**Required task:** Every record below should be printed exactly as it appears.

**Material for this task:**
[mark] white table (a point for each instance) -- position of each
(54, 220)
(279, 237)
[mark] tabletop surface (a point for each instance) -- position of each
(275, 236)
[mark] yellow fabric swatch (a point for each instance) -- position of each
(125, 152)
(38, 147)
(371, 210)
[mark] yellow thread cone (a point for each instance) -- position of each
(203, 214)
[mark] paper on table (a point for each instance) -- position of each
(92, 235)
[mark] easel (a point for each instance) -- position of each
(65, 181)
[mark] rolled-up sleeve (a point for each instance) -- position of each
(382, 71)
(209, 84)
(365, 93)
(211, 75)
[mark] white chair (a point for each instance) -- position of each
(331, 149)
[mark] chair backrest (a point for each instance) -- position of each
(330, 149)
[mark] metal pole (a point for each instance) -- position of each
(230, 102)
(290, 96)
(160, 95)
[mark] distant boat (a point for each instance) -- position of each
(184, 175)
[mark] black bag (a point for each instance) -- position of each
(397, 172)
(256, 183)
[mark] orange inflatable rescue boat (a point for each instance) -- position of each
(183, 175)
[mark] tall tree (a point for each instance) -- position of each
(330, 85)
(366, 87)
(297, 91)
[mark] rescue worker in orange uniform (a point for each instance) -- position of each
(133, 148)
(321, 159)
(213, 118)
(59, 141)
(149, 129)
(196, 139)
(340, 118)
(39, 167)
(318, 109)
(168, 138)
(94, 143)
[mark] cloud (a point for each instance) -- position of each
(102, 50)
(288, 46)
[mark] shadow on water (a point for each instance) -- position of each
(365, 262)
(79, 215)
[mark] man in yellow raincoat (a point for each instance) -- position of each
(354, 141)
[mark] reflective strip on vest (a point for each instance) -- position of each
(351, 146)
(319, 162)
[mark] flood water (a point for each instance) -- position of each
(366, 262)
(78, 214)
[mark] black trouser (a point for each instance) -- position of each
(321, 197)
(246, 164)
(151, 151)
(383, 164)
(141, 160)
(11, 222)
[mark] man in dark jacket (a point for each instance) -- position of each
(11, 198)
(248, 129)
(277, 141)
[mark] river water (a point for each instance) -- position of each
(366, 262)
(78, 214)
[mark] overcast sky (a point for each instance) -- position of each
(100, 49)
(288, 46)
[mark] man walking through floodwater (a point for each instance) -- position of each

**Response to this task:**
[mark] white table (a point for each instance) -- position of each
(54, 220)
(279, 237)
[mark] tabletop surface (a point for each instance) -- position of each
(275, 236)
[mark] yellow fabric swatch (a point for each instance) -- position of each
(125, 152)
(38, 147)
(371, 210)
[mark] yellow thread cone (a point for each instance) -- position of each
(203, 214)
[mark] paper on table (a point for each instance) -- position of each
(92, 235)
[mark] easel (a point for each instance) -- position of each
(65, 181)
[mark] rolled-up sleeve (a point for each instance) -- position of each
(382, 71)
(209, 84)
(365, 93)
(211, 75)
[mark] white chair (a point for each instance) -- position of each
(331, 149)
[mark] chair backrest (a point for each instance) -- position of each
(330, 149)
[mark] metal pole (a point for each instance) -- position of each
(230, 102)
(290, 96)
(160, 95)
[mark] distant boat (a point for each instance) -- position of each
(184, 175)
[mark] black bag (a point for each instance) -- position of each
(397, 172)
(256, 183)
[mark] orange inflatable rescue boat (a point for each instance) -- position of each
(183, 175)
[mark] tall tree (a point for each instance) -- position of each
(330, 85)
(366, 87)
(297, 91)
[mark] rescue worker in orange uniform (a point for each instance) -- position of each
(133, 148)
(321, 159)
(213, 118)
(59, 141)
(149, 129)
(196, 139)
(340, 118)
(39, 167)
(318, 109)
(168, 138)
(94, 143)
[mark] cloud (a point for each instance) -- position of each
(102, 50)
(288, 46)
[mark] shadow on water (a point for each instance) -- position of each
(365, 262)
(79, 215)
[mark] man in yellow raincoat (a point for each instance) -- position of each
(354, 141)
[mark] reflective strip on vest (a point for each instance) -- position of each
(351, 146)
(319, 162)
[mark] flood water (a point for each instance) -- position of each
(366, 262)
(78, 214)
[mark] black trouser (a point for each instance) -- position of each
(321, 197)
(246, 164)
(151, 151)
(383, 164)
(141, 160)
(11, 222)
[mark] man in dark jacket (a point for each instance) -- position of each
(11, 198)
(248, 129)
(277, 141)
[mark] river water (a point for each instance) -- position of each
(366, 262)
(78, 214)
[mark] overcast sky (a point for each instance) -- position of each
(100, 49)
(288, 46)
[mark] man walking through floodwater (a point for each instance) -- position of each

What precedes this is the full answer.